**Dati forniti**:
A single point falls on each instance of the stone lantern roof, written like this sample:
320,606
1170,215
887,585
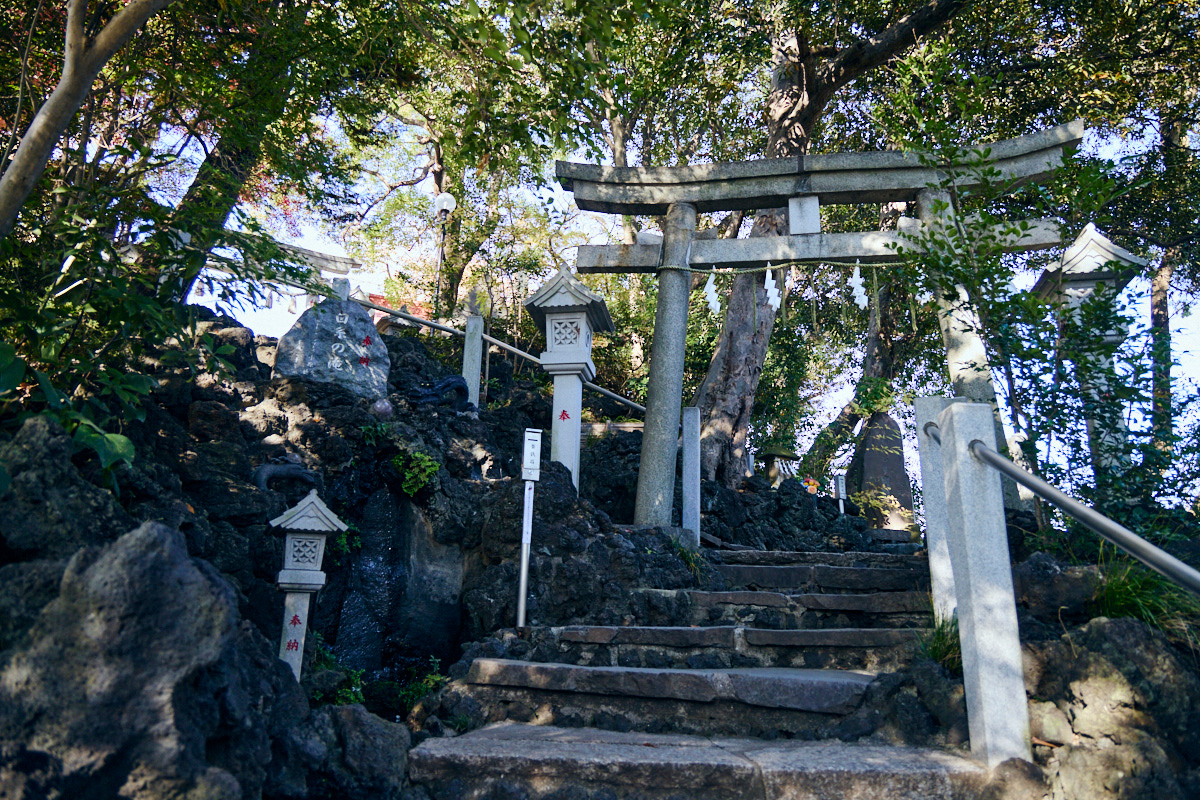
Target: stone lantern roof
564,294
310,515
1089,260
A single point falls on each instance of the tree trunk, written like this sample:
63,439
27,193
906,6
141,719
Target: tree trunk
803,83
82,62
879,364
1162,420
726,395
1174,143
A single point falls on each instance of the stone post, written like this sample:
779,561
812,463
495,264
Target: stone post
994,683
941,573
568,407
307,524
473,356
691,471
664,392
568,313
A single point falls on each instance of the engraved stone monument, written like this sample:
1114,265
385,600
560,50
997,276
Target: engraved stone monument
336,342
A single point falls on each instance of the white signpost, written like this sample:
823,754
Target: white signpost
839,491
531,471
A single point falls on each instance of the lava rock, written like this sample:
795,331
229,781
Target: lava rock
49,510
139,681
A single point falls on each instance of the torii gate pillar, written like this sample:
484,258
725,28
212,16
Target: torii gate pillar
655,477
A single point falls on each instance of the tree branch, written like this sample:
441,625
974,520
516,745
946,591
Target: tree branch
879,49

**Le tue istruzioni**: Trascrivi tutti i record qui sopra, riga per riga e senza alcuna modifica, tralasciando però le immagini.

**Compito svolto**:
A single point falls on each instance of the stone lantern roof, written like this sample:
320,606
1170,215
887,585
Target: stone lantern roof
564,294
310,515
1089,260
A single point falls on each instance of the tree trunk, written like this sample:
63,439
27,193
906,6
141,719
Target: tree trunk
803,83
82,62
879,364
1162,420
726,395
1174,143
A single point falls on each instance of the stone post, written like this sample:
779,561
812,463
495,264
Target: stone post
994,683
941,573
568,407
307,524
473,356
691,471
664,392
568,313
A single point falls on each instance of the engraved stone monument, written like this sample:
1114,265
385,600
560,50
997,276
Target: engraved stone monument
336,342
A single point falls on each instance of the white signpost, written like this sample:
823,754
Target: white signpost
839,491
531,471
A single point falls on each instance of the lava rock, written like this sample:
795,331
229,781
Target: lava rock
49,510
139,681
A single point falls on each instance of the torii gate pillar, written like this sample:
484,258
725,28
212,16
Target: torii gate pillar
655,477
A single point falls on each instance of the tree branch, written like this sample:
441,625
974,520
516,745
946,591
Target: tree branch
879,49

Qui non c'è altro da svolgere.